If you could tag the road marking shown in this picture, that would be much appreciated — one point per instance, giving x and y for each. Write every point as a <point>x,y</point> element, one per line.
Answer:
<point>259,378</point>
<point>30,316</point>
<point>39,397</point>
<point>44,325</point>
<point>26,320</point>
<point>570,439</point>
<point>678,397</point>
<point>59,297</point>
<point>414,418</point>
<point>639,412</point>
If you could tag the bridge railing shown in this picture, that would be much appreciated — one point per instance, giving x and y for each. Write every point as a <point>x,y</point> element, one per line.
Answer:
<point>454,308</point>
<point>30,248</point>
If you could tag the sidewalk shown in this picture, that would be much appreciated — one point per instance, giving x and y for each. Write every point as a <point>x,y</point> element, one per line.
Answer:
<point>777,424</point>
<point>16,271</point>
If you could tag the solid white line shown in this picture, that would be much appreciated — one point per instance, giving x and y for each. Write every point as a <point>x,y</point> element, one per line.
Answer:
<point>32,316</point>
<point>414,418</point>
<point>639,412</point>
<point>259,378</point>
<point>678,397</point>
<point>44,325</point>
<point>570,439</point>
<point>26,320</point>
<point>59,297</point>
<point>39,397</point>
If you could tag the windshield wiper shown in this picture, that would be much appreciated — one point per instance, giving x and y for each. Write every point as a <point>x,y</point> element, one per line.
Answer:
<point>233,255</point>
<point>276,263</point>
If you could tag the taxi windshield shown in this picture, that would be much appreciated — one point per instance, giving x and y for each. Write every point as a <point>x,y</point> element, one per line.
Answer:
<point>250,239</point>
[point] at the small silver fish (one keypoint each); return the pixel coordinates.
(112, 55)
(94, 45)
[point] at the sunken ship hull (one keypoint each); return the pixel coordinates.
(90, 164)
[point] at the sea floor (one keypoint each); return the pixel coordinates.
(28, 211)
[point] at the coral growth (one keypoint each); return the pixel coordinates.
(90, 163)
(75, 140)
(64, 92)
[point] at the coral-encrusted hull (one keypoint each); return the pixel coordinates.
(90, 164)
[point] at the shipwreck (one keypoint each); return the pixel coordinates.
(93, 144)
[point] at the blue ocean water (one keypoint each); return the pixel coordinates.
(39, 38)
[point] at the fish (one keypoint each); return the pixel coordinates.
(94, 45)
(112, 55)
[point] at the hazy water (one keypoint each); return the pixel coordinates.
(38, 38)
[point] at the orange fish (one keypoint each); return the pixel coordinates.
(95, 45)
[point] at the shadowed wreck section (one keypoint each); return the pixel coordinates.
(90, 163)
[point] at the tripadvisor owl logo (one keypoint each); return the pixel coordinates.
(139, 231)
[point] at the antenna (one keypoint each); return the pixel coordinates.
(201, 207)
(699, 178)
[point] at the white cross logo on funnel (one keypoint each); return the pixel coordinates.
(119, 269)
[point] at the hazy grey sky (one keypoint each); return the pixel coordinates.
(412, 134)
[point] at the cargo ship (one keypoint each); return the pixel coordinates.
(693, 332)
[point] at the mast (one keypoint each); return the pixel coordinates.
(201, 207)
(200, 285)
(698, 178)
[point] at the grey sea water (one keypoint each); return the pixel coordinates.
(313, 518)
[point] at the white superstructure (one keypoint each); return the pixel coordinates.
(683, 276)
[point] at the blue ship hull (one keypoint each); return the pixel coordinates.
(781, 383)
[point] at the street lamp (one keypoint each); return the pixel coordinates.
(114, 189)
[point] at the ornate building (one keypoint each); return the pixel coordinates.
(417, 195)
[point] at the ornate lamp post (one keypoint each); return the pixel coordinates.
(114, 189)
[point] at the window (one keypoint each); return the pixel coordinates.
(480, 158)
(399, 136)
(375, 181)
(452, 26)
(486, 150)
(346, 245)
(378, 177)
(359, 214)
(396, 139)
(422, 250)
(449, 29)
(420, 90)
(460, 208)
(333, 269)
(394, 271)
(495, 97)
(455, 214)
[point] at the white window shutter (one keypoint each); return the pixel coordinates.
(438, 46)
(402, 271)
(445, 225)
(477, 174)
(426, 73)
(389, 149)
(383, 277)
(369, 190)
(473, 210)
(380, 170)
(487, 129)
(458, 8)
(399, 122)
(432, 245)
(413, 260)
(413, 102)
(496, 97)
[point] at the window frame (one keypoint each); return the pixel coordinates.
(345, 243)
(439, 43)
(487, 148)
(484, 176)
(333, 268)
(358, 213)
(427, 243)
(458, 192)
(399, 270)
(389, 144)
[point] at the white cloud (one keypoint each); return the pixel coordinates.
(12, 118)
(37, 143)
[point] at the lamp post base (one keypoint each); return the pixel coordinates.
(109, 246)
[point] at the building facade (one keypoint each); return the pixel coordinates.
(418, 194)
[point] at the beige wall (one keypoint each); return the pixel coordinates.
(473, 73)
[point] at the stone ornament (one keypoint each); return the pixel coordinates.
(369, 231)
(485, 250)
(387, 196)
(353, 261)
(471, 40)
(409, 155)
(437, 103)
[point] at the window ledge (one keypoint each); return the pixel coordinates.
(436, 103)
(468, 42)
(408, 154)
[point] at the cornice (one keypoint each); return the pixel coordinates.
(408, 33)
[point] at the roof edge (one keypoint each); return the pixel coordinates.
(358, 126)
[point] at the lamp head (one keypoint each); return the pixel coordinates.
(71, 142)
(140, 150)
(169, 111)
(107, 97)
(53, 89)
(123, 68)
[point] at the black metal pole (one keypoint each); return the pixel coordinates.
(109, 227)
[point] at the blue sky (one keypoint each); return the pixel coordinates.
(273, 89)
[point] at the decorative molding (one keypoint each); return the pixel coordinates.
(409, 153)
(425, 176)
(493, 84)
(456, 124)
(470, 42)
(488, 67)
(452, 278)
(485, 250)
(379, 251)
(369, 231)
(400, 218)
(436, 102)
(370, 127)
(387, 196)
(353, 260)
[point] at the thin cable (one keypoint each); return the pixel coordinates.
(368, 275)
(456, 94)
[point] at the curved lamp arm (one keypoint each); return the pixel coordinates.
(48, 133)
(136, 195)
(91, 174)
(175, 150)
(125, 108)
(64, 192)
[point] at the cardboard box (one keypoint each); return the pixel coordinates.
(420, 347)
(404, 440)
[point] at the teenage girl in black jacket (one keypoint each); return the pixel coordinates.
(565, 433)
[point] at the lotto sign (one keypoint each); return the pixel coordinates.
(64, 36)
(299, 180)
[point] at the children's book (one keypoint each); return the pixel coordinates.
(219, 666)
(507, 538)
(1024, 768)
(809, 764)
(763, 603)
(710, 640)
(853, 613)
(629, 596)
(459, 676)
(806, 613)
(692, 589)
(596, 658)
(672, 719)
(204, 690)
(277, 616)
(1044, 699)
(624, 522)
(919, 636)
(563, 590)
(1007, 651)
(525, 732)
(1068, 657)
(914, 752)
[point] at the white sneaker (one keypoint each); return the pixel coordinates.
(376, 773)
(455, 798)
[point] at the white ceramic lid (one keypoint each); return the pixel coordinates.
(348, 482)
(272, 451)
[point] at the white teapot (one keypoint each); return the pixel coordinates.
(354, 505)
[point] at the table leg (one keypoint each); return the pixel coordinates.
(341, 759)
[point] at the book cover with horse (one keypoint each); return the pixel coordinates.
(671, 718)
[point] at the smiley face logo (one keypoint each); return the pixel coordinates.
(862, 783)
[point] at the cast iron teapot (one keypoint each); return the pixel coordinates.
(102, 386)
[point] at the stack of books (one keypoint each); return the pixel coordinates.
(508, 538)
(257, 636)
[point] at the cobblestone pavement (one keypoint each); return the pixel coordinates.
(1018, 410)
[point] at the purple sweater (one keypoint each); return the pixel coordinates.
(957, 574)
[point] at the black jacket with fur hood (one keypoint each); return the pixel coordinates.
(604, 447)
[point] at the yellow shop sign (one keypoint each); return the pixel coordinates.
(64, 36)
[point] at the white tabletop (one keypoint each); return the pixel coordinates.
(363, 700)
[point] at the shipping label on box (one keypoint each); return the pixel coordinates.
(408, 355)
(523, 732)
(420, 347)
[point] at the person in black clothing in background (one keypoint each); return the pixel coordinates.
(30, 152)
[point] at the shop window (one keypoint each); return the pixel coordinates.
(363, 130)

Exercise details
The answer must consist of each line from the data that includes the string "windshield".

Result for this task
If you could tag the windshield wiper shown in this picture, that would be much appreciated — one point per instance, giving x and y for each. Write every point as a <point>x,y</point> element, one per line.
If you could tag the taxi windshield shown in this picture, that would be much appreciated — one point per instance, giving x and y for each. Write every point as a <point>x,y</point> element, one per line.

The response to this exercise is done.